WHAT IS REQUIRED — Arrange all of the material below as a Markdown table with the columns No. and Line, giving each line its row number and omitting blank lines. Leave the pictures out of the table.

**********

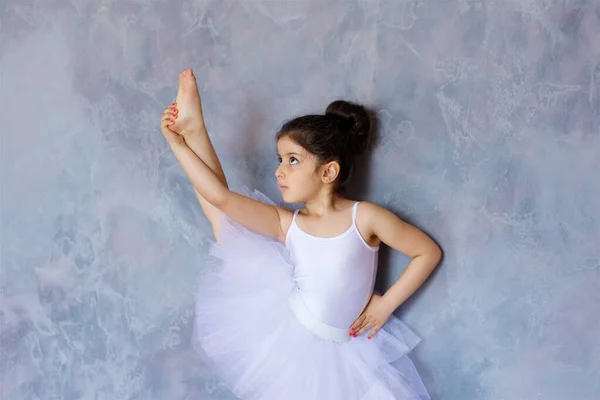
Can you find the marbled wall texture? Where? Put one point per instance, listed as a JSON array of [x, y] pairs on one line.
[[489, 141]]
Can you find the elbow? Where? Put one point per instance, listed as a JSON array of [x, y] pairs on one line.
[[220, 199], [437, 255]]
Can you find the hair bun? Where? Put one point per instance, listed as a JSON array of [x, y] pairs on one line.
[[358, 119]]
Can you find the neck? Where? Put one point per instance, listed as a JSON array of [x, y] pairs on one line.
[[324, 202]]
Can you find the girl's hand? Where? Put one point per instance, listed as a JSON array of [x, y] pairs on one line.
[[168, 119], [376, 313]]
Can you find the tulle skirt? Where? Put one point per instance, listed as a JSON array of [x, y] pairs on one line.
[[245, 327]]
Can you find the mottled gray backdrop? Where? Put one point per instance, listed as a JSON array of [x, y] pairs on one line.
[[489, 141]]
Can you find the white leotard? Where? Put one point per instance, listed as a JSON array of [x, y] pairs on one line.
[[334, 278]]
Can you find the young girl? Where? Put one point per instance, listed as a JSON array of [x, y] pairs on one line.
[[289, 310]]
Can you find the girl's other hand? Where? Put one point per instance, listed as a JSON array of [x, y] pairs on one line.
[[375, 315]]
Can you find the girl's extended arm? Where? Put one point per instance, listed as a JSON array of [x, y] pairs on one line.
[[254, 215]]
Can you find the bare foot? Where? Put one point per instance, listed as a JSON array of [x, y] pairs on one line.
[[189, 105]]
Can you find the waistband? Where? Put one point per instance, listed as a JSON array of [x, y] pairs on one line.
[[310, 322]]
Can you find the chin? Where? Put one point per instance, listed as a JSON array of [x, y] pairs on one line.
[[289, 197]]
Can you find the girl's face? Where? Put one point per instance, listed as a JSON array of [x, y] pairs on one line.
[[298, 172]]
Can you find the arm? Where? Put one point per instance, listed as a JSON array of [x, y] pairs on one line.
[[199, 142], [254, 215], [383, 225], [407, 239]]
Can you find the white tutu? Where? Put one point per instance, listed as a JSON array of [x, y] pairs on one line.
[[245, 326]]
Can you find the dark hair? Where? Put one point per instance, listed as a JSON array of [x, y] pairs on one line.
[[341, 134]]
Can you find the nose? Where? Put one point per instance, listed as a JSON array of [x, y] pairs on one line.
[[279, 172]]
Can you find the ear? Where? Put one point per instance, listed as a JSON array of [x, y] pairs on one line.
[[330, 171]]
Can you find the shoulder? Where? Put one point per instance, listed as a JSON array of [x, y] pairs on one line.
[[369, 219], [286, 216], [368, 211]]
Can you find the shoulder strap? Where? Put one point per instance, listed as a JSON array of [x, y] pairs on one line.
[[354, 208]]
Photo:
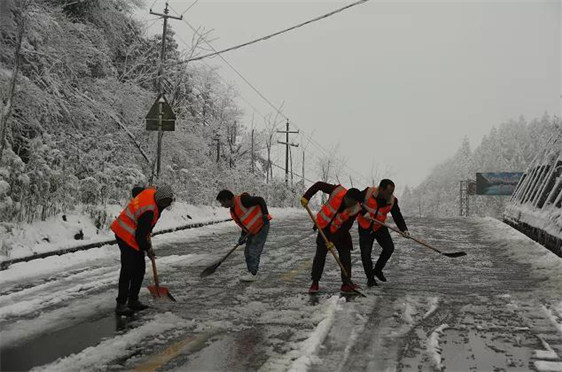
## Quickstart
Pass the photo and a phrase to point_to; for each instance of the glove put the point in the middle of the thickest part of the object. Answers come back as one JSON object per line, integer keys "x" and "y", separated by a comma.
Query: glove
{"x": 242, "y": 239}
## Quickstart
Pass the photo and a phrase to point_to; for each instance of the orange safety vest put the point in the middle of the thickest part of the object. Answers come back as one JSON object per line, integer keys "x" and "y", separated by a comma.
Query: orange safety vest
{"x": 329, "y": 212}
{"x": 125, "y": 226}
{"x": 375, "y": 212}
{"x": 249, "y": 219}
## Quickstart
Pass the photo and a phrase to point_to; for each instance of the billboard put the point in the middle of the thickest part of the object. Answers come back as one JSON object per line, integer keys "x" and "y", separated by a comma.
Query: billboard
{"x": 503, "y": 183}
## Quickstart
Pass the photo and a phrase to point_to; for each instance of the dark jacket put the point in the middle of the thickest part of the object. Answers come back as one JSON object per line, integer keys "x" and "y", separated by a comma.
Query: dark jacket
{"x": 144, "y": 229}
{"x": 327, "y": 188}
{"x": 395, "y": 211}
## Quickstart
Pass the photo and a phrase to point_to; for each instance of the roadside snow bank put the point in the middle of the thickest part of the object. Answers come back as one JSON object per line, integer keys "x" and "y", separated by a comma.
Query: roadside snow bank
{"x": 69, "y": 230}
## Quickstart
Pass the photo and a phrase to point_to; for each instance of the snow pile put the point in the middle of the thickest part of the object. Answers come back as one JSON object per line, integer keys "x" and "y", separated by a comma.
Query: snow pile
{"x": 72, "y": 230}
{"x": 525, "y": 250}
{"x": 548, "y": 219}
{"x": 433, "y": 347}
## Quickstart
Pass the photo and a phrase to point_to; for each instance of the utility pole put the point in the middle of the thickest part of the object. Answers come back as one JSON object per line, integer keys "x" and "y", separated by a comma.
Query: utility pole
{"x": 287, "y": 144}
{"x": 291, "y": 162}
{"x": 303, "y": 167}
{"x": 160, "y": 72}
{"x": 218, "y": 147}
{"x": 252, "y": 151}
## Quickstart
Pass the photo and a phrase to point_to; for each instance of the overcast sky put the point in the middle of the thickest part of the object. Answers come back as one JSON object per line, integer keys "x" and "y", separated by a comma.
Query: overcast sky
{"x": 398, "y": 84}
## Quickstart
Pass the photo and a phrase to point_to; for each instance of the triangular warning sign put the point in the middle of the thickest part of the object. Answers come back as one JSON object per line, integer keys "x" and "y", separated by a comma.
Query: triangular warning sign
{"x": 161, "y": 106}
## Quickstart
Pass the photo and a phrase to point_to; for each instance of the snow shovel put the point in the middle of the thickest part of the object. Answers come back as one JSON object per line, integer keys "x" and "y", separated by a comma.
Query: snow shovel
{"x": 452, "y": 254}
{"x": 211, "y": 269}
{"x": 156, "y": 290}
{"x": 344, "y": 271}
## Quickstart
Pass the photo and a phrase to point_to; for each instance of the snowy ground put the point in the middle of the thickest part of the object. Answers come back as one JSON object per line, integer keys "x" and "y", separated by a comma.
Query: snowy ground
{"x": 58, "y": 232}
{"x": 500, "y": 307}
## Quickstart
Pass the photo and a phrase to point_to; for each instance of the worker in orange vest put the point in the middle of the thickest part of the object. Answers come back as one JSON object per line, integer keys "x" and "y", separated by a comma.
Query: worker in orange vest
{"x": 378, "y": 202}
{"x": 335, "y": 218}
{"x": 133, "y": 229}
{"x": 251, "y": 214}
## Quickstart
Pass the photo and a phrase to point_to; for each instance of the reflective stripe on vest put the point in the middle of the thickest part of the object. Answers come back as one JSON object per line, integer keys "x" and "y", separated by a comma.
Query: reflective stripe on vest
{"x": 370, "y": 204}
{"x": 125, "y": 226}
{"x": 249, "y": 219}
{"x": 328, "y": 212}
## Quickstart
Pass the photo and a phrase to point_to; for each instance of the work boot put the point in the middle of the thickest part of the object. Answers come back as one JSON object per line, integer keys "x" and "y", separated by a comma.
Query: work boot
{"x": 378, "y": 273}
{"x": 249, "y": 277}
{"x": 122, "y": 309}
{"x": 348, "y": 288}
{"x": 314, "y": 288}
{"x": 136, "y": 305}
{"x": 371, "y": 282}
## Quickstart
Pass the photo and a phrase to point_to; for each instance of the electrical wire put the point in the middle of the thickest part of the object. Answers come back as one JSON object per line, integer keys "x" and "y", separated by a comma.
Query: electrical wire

**********

EXERCISE SOLUTION —
| No. | Line |
|---|---|
| 1 | Can you find the marbled wall texture? Where? Put one point per instance, listed as a JSON array of [x, y] pairs on one line. |
| 2 | [[489, 141]] |
| 3 | Can you find the elbow? Where? Put one point per instance, listed as a JSON array of [x, y] pairs on one line. |
| 4 | [[220, 199], [437, 255]] |
| 5 | Can you find the hair bun? Where? Put one point per instance, listed as a JSON array of [x, y] pairs on one line. |
| 6 | [[358, 119]] |
| 7 | Can you find the neck? Where? Put one point per instance, listed as a JSON array of [x, y] pairs on one line. |
| 8 | [[324, 202]] |
| 9 | Can you find the girl's hand? Where? Put one point per instance, listed as a JSON array of [x, y] pairs on one line. |
| 10 | [[168, 119], [376, 313]] |
| 11 | Can you find the tulle skirt? Where? Put one point per instance, listed as a JSON array of [x, y] pairs on one line. |
| 12 | [[245, 327]] |
| 13 | Can you find the mottled gray backdrop? Where? Put one point per instance, listed as a JSON array of [x, y] pairs on one line. |
| 14 | [[489, 141]] |
| 15 | Can you find the white leotard? Where? Put one point per instance, listed as a JSON array of [x, y] pairs on one line. |
| 16 | [[334, 278]] |
| 17 | Can you find the young girl? Where? Put one point per instance, listed as a JSON array of [x, y] pairs on one line. |
| 18 | [[289, 310]] |
| 19 | Can you find the girl's other hand? Where? Put one point per instance, listed as a JSON array of [x, y] pairs on one line. |
| 20 | [[375, 315]] |
| 21 | Can you find the girl's extended arm? Where? Put one point per instance, listed as a JSON array of [x, y] pairs on one line. |
| 22 | [[254, 215]] |
| 23 | Can you find the bare foot? Where? Put one point per instance, listed as a JSON array of [x, y] pairs on one line. |
| 24 | [[189, 105]] |
| 25 | Can you find the waistband? Where? Put one point per instance, listed as a JSON array of [x, y] pairs on one line. |
| 26 | [[310, 322]] |
| 27 | Can you find the chin? Where? Put one point per instance, listed as a JSON array of [x, y] pairs on one line. |
| 28 | [[289, 197]] |
| 29 | Can you find the girl's face? Where? Put one point per instance, listed as a JSON array of [x, y] pairs on one line. |
| 30 | [[298, 172]] |
| 31 | Can you find the arm? Where? Put one point per instance, listed as a JSON array of [x, y] pairs on one line. |
| 32 | [[199, 142], [254, 215], [383, 225], [407, 239]] |
| 33 | Can you find the white tutu? Where? Put one point per instance, listed as a JSON array of [x, y] pairs on one line. |
| 34 | [[245, 326]] |
| 35 | Can you find the dark hair? Where? Put one point per instance, listed as a JSON array of [x, y] pairs on one line. |
| 36 | [[341, 134]] |
| 37 | Can you find the nose? Where? Put one point per instance, listed as a JSON array of [x, y] pairs on one line. |
| 38 | [[279, 172]] |
| 39 | Can you find the ear? Where? Put one point per instance, listed as a JSON array of [x, y] pairs on one line. |
| 40 | [[330, 171]] |
| 41 | Can you find the shoulder? Where? Put one point per instance, listed as a JSON array of [x, y] pairs on one line. |
| 42 | [[369, 219], [286, 216], [368, 211]] |
| 43 | Can you find the shoulder strap? Where? Put one point per instance, listed as a JSON array of [x, y] pairs on one line. |
| 44 | [[354, 208]] |
| 45 | Photo: |
| 46 | ## Quickstart |
| 47 | Pass the photo and a phrase to point_to; for each instance of the glove put the point in the middle of the thickest part of the object. Answers come back as one JSON object per line, integer keys "x" and "y", separated by a comma. |
| 48 | Query: glove |
| 49 | {"x": 242, "y": 239} |
| 50 | ## Quickstart |
| 51 | Pass the photo and a phrase to point_to; for each instance of the orange safety vest put the point in the middle of the thickest part of the object. Answers come back as one JSON object per line, integer keys "x" and "y", separated by a comma. |
| 52 | Query: orange safety vest |
| 53 | {"x": 329, "y": 212} |
| 54 | {"x": 125, "y": 226} |
| 55 | {"x": 375, "y": 212} |
| 56 | {"x": 249, "y": 219} |
| 57 | ## Quickstart |
| 58 | Pass the photo and a phrase to point_to; for each instance of the billboard put the point in the middle of the thickest part of the object. Answers come back as one JSON object per line, integer keys "x" and "y", separated by a comma. |
| 59 | Query: billboard |
| 60 | {"x": 503, "y": 183} |
| 61 | ## Quickstart |
| 62 | Pass the photo and a phrase to point_to; for each instance of the dark jacket put the point in the middle of the thickest part of the object. Answers come back as one JSON object per line, integer keys "x" and "y", separated by a comma. |
| 63 | Query: dark jacket |
| 64 | {"x": 144, "y": 229} |
| 65 | {"x": 327, "y": 188} |
| 66 | {"x": 395, "y": 211} |
| 67 | ## Quickstart |
| 68 | Pass the photo and a phrase to point_to; for each instance of the roadside snow bank put the point in the middle of the thickest part of the object. Answers come back as one JSON object per line, integer keys "x" and "y", separated by a comma. |
| 69 | Query: roadside snow bank |
| 70 | {"x": 69, "y": 230} |
| 71 | ## Quickstart |
| 72 | Pass the photo and a phrase to point_to; for each instance of the snow pile put the point in the middle of the thickest part of the object. Answers come back as one JSON object per line, integer keys "x" and "y", separated by a comma. |
| 73 | Query: snow pile |
| 74 | {"x": 72, "y": 230} |
| 75 | {"x": 525, "y": 250} |
| 76 | {"x": 548, "y": 219} |
| 77 | {"x": 433, "y": 347} |
| 78 | ## Quickstart |
| 79 | Pass the photo and a phrase to point_to; for each instance of the utility pole put the point in the middle of the thickest part of the object. Answers come back as one JSON object per line, integer keys "x" and "y", separated by a comma. |
| 80 | Query: utility pole |
| 81 | {"x": 287, "y": 144} |
| 82 | {"x": 291, "y": 162} |
| 83 | {"x": 303, "y": 167} |
| 84 | {"x": 160, "y": 72} |
| 85 | {"x": 218, "y": 147} |
| 86 | {"x": 252, "y": 151} |
| 87 | ## Quickstart |
| 88 | Pass the photo and a phrase to point_to; for each instance of the overcast sky put the point in the middle of the thickest part of the object. Answers come back as one JSON object per line, integer keys "x" and "y", separated by a comma. |
| 89 | Query: overcast sky |
| 90 | {"x": 398, "y": 84} |
| 91 | ## Quickstart |
| 92 | Pass the photo and a phrase to point_to; for each instance of the triangular warning sign put the point in the middle of the thickest part of the object. Answers come back as one JSON object per line, integer keys "x" and "y", separated by a comma. |
| 93 | Query: triangular warning sign |
| 94 | {"x": 161, "y": 106} |
| 95 | ## Quickstart |
| 96 | Pass the photo and a phrase to point_to; for each instance of the snow shovel put the point in the middle of the thickest part of the object. Answers come back as one JSON object per line, integer keys "x" and "y", separated by a comma. |
| 97 | Query: snow shovel |
| 98 | {"x": 452, "y": 254} |
| 99 | {"x": 211, "y": 269} |
| 100 | {"x": 156, "y": 290} |
| 101 | {"x": 344, "y": 271} |
| 102 | ## Quickstart |
| 103 | Pass the photo and a phrase to point_to; for each instance of the snowy ground put the point in the middle of the thickest part of the object. Answers come back as one JSON object per line, integer keys "x" and "y", separated by a comma. |
| 104 | Query: snowy ground |
| 105 | {"x": 58, "y": 232} |
| 106 | {"x": 500, "y": 307} |
| 107 | ## Quickstart |
| 108 | Pass the photo and a phrase to point_to; for each instance of the worker in orange vest put the point in the middle of the thickest part of the object. Answers come back as one JSON object per line, integer keys "x" and "y", separated by a comma. |
| 109 | Query: worker in orange vest |
| 110 | {"x": 378, "y": 202} |
| 111 | {"x": 335, "y": 218} |
| 112 | {"x": 133, "y": 229} |
| 113 | {"x": 251, "y": 214} |
| 114 | ## Quickstart |
| 115 | Pass the photo and a phrase to point_to; for each instance of the reflective stripe on vest put the point in the middle of the thickest part of the object. Answers come back as one JSON object per line, integer keys "x" and "y", separated by a comma. |
| 116 | Query: reflective stripe on vest |
| 117 | {"x": 370, "y": 204} |
| 118 | {"x": 125, "y": 226} |
| 119 | {"x": 249, "y": 219} |
| 120 | {"x": 328, "y": 212} |
| 121 | ## Quickstart |
| 122 | Pass the photo and a phrase to point_to; for each instance of the work boot put the point in the middle of the thickest part of the object. Answers come back as one JSON object per line, integer keys "x" and "y", separated by a comma. |
| 123 | Query: work boot |
| 124 | {"x": 378, "y": 273} |
| 125 | {"x": 249, "y": 277} |
| 126 | {"x": 122, "y": 309} |
| 127 | {"x": 348, "y": 288} |
| 128 | {"x": 314, "y": 288} |
| 129 | {"x": 136, "y": 305} |
| 130 | {"x": 371, "y": 282} |
| 131 | ## Quickstart |
| 132 | Pass the photo and a phrase to point_to; for each instance of the electrical wire put the point in the middle of the thickest part of the object. Answers come back as one JSON object per line, integer keys "x" and "y", separated by a comma. |
| 133 | Query: electrical wire |